» Raw data
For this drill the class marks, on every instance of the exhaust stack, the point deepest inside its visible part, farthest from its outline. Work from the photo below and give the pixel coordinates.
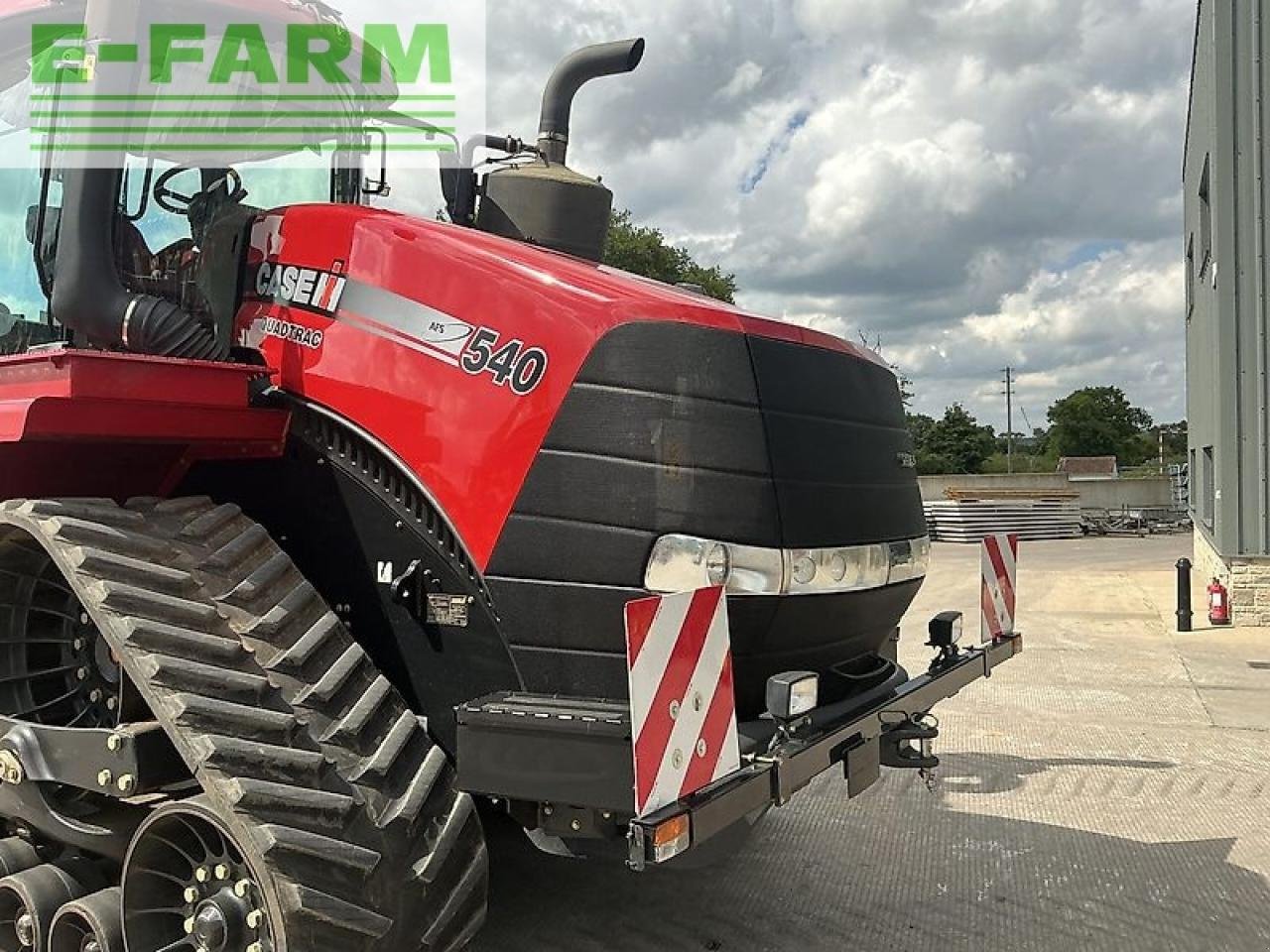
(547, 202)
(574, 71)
--
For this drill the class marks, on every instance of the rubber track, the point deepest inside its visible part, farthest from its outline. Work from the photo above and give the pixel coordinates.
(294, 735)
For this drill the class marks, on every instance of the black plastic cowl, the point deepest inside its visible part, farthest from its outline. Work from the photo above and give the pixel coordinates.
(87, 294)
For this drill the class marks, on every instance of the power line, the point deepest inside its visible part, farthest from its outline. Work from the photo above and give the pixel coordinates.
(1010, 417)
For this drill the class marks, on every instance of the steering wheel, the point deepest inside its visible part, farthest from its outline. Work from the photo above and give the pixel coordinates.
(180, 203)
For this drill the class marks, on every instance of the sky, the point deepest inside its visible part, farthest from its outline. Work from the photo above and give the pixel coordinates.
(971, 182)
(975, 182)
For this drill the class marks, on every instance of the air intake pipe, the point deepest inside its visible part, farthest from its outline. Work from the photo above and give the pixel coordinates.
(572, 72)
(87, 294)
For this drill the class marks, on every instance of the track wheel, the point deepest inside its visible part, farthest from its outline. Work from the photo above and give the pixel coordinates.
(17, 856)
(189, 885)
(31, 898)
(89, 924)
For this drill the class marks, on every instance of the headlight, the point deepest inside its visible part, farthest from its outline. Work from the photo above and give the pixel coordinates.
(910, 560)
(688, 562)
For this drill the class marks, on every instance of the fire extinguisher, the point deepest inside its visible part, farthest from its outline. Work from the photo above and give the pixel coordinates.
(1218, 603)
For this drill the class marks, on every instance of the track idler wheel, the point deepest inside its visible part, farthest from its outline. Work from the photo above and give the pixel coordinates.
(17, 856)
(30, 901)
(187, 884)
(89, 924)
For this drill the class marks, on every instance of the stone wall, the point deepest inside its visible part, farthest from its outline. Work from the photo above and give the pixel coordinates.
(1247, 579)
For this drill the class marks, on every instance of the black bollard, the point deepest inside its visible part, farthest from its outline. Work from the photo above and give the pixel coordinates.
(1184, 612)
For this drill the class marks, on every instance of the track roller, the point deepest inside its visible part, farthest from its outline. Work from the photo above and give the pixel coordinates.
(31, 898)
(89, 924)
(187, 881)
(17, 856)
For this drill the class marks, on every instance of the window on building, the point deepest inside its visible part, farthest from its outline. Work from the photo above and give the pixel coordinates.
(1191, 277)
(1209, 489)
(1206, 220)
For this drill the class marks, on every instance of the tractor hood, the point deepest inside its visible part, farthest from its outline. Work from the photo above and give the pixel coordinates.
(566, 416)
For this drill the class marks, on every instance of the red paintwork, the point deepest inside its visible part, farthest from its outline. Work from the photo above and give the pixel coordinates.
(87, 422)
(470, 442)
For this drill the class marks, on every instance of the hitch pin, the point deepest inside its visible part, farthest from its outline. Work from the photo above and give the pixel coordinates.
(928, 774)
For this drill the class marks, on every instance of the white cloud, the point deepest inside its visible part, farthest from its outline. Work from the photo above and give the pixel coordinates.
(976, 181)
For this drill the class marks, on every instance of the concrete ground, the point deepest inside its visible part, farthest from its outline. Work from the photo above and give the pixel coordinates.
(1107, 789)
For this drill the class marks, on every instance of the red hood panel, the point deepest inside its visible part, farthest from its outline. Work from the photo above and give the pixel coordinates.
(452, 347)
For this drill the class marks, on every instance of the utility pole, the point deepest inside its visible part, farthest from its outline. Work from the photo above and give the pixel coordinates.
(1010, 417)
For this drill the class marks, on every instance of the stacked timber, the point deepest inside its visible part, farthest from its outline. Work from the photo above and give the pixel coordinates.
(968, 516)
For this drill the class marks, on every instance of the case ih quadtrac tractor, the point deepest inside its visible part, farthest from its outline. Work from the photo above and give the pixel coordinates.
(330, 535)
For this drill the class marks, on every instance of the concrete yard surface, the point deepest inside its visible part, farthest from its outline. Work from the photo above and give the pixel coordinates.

» What is asked
Give only the number of lines in the items above that contain the string "track", with case counting.

» Result
4